Render all of the data below as a numbered list of its lines. Skip blank lines and leave the pictures out.

>> START

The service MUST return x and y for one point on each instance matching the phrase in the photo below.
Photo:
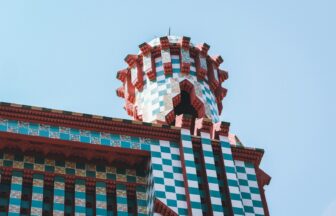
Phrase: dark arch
(185, 106)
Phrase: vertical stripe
(122, 207)
(15, 194)
(211, 175)
(80, 196)
(141, 200)
(101, 198)
(37, 195)
(231, 176)
(59, 193)
(191, 174)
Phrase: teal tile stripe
(15, 194)
(121, 193)
(101, 198)
(80, 197)
(59, 196)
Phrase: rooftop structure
(174, 158)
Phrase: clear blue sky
(280, 55)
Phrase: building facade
(174, 158)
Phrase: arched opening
(185, 107)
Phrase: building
(175, 158)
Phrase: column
(141, 200)
(101, 198)
(59, 193)
(211, 174)
(15, 194)
(37, 195)
(80, 195)
(231, 175)
(122, 208)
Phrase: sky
(280, 56)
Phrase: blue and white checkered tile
(231, 175)
(211, 174)
(191, 174)
(211, 109)
(249, 189)
(168, 177)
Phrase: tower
(174, 158)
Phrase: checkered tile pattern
(168, 177)
(165, 53)
(150, 190)
(230, 169)
(15, 194)
(249, 189)
(101, 199)
(191, 175)
(210, 168)
(147, 63)
(141, 200)
(59, 193)
(122, 208)
(185, 56)
(80, 197)
(37, 195)
(154, 102)
(210, 103)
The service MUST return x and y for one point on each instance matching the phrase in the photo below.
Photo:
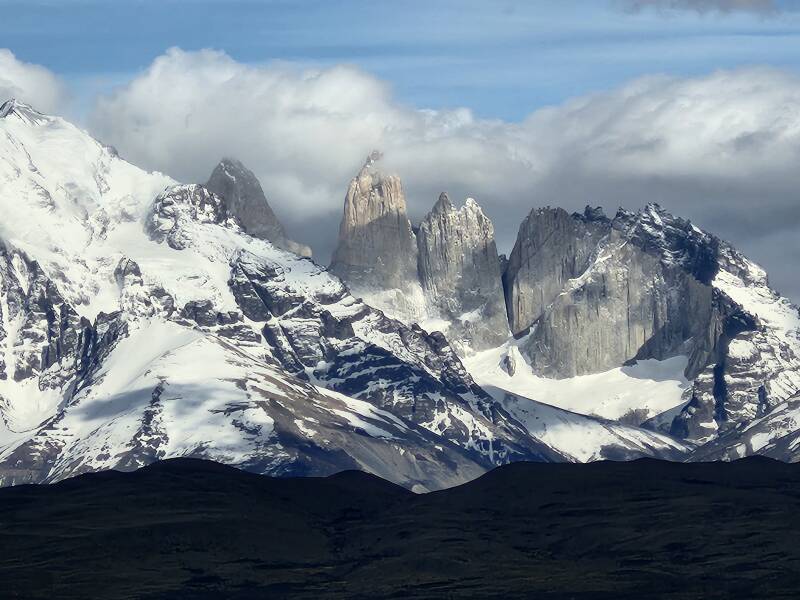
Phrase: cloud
(704, 6)
(30, 83)
(723, 149)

>> END

OUTPUT FOR THIS EXERCISE:
1. The service MUST return x and y for one point on each instance matching the phrase in the photo below.
2. Photo:
3. Phrase: dark arch
4. (185, 106)
5. Phrase: vertical stripe
6. (122, 207)
7. (15, 194)
8. (211, 175)
9. (80, 196)
10. (141, 200)
11. (101, 198)
12. (37, 195)
13. (231, 176)
14. (59, 193)
15. (191, 174)
16. Phrase: teal tile stripe
17. (15, 194)
18. (121, 193)
19. (101, 198)
20. (80, 197)
21. (59, 196)
22. Phrase: rooftop structure
23. (174, 158)
24. Phrase: clear blue sky
25. (280, 55)
26. Phrase: building facade
27. (174, 158)
28. Phrase: arched opening
29. (185, 107)
30. Phrase: building
31. (175, 158)
32. Phrase: column
33. (141, 200)
34. (101, 198)
35. (59, 193)
36. (211, 174)
37. (15, 194)
38. (37, 195)
39. (80, 195)
40. (231, 175)
41. (122, 208)
42. Phrase: sky
43. (280, 56)
44. Phrase: blue and white checkered tile
45. (231, 175)
46. (211, 174)
47. (191, 174)
48. (211, 109)
49. (249, 189)
50. (168, 177)
51. Phrase: tower
52. (174, 158)
53. Phrase: checkered tile pattern
54. (168, 177)
55. (165, 53)
56. (150, 190)
57. (230, 169)
58. (15, 194)
59. (249, 189)
60. (101, 199)
61. (191, 175)
62. (210, 168)
63. (147, 63)
64. (141, 200)
65. (59, 193)
66. (122, 208)
67. (185, 56)
68. (80, 197)
69. (37, 195)
70. (154, 102)
71. (210, 103)
72. The service MUST return x and y for one point on each instance matching the phrase in the photo below.
73. Photo:
74. Phrase: cloud
75. (704, 6)
76. (30, 83)
77. (723, 149)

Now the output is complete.